Directions:
**1)** Reproduce the portion of the CBPP roundup between "On food assistance, Dottie" and "economy, as designed.", inclusive.
**2)** Condense the paragraph of the CBPP roundup beginning "On health care, Shelby Gonzales" into a bulleted list that keeps its main facts.

This week at CBPP, we focused on health care, the federal budget and taxes, food assistance, family income support, housing, and the economy.
On health care, Shelby Gonzales examined Trump Administration actions to reduce outreach efforts in the final week of open enrollment for marketplace health coverage as she kicked off our blog series tracking policy or process changes that are designed to sabotage the Affordable Care Act (ACA). Sarah Lueck explained that repealing the ACA would destabilize the individual insurance market and lead to millions more becoming uninsured. Edwin Park, Chuck Marr, Brandon DeBot, and Chye-Ching Huang found that the Health Savings Accounts proposed in the Cassidy-Collins ACA replacement plan would greatly expand tax-sheltering opportunities for high-income people while doing little to help low- and moderate-income people afford health insurance. Hannah Katch detailed why Medicaid incentives are poor state investments. Judith Solomon testified before the Health Subcommittee of the House Energy and Commerce Committee on Medicaid’s role in providing Home- and Community-Based Services for millions of vulnerable individuals.
On the federal budget and taxes, Robert Greenstein warned that President Trump’s budget may feature unprecedented cuts and provide tax breaks for the wealthy. We rounded up our recent analyses detailing how ACA repeal would be bad tax policy and deliver a huge tax cut to the top.
On food assistance, Dottie Rosenbaum and Brynne-Keith Jennings used our national and state-by-state SNAP interactive graphics to show that SNAP has responded to the economy, as designed.

Given information:
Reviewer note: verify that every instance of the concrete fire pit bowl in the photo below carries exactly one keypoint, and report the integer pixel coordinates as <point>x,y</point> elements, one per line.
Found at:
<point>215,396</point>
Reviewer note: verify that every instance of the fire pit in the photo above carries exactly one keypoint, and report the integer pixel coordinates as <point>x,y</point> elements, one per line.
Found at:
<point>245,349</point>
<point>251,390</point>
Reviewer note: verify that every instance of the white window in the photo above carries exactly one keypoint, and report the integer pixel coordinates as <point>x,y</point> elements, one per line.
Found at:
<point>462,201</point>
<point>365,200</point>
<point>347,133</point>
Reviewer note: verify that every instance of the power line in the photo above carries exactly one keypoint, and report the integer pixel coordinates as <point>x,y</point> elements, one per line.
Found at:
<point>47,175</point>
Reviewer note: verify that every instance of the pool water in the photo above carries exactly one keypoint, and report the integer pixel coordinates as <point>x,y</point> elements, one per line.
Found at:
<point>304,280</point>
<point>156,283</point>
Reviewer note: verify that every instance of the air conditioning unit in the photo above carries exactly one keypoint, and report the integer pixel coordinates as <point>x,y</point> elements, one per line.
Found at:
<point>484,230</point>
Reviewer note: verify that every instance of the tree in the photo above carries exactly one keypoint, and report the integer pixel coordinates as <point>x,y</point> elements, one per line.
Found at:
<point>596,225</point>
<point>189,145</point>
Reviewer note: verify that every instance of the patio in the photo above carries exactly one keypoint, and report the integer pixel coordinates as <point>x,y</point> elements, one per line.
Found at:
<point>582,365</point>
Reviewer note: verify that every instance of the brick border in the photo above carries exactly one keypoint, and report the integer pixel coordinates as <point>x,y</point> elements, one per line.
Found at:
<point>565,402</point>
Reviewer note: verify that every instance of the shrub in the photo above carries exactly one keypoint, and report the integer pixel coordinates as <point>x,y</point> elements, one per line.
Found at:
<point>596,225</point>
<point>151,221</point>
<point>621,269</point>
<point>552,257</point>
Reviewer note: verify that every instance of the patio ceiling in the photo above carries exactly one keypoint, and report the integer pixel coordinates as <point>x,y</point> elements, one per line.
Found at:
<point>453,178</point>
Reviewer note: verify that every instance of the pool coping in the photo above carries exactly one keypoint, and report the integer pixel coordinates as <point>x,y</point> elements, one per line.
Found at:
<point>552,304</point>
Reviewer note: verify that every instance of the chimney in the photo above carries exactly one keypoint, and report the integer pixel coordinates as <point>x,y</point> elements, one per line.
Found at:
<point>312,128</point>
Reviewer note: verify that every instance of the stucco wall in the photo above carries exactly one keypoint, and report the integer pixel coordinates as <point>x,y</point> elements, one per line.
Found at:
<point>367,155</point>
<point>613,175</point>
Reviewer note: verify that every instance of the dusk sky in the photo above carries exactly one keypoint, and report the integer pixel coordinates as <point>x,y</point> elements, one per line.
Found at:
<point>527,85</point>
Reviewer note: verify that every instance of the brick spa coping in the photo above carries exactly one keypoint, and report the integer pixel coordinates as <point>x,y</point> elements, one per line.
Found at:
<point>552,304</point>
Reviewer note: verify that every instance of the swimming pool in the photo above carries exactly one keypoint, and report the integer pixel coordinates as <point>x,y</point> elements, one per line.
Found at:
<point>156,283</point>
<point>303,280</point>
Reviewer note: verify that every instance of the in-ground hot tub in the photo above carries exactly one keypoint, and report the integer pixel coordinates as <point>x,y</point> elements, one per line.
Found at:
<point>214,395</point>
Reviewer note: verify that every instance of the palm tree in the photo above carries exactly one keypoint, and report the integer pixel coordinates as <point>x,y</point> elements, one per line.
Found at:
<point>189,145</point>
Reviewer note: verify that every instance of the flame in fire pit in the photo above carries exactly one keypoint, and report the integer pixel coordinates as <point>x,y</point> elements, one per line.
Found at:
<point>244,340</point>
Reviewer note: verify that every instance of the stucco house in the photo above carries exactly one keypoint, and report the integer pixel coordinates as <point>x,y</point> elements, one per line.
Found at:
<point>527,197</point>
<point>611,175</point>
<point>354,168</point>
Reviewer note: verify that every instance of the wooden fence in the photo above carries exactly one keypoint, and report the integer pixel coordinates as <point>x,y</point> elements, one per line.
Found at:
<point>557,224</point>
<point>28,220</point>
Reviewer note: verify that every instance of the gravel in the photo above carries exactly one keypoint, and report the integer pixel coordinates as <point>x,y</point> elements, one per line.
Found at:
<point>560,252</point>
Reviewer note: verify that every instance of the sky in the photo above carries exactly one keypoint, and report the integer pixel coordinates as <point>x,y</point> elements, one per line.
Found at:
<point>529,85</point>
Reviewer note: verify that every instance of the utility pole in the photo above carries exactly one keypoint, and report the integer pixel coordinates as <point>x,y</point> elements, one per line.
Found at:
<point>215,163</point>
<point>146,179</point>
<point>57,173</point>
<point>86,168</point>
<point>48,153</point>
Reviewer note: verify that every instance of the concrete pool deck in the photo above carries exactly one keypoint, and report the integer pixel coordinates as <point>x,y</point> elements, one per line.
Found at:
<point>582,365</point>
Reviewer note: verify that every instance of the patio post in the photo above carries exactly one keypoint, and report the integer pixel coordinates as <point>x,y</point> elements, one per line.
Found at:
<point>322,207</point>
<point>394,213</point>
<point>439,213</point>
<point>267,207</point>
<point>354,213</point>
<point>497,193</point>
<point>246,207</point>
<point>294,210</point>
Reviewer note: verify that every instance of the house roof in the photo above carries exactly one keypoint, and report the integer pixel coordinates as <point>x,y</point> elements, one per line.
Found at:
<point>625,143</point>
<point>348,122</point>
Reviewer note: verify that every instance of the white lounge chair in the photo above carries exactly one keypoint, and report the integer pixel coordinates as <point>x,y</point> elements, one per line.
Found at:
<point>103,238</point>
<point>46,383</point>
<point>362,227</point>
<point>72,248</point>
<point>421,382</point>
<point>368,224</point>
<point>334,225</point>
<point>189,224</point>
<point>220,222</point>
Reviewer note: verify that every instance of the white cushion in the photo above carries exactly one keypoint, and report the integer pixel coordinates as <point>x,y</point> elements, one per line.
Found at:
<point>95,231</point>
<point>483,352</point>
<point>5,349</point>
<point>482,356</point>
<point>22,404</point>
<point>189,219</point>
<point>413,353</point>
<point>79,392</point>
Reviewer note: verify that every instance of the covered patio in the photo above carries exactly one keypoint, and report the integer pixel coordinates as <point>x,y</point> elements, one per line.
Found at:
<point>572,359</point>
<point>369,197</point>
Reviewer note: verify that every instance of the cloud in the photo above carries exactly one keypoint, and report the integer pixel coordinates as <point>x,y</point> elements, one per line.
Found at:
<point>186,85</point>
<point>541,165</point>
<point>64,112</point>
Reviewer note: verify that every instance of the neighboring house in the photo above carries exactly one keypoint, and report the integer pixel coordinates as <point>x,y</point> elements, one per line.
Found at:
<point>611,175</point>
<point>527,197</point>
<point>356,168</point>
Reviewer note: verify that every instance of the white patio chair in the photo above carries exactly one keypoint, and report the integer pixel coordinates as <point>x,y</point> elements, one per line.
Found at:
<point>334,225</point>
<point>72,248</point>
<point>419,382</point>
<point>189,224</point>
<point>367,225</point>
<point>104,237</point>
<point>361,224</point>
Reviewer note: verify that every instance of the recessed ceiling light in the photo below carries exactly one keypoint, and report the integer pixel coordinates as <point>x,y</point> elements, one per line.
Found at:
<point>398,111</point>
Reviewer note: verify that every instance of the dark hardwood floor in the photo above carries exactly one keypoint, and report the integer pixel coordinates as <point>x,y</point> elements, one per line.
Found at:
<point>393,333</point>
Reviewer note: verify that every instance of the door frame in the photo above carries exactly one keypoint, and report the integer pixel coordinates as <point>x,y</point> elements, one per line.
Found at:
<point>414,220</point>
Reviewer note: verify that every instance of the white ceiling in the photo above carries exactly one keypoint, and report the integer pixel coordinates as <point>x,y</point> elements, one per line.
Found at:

Solutions below:
**1)**
On food assistance, Dottie Rosenbaum and Brynne-Keith Jennings used our national and state-by-state SNAP interactive graphics to show that SNAP has responded to the economy, as designed.

**2)**
- Shelby Gonzales examined Trump Administration actions to reduce outreach in the final week of marketplace open enrollment. The post launched a blog series on changes designed to sabotage the ACA.
- Sarah Lueck explained that ACA repeal would destabilize the individual insurance market and leave millions more uninsured.
- Edwin Park, Chuck Marr, Brandon DeBot, and Chye-Ching Huang found that the Cassidy-Collins plan's Health Savings Accounts would expand tax sheltering for high-income people and do little to help low- and moderate-income people afford insurance.
- Hannah Katch detailed why Medicaid incentives are poor state investments.
- Judith Solomon testified before the House Energy and Commerce Health Subcommittee on Medicaid's role in providing Home- and Community-Based Services.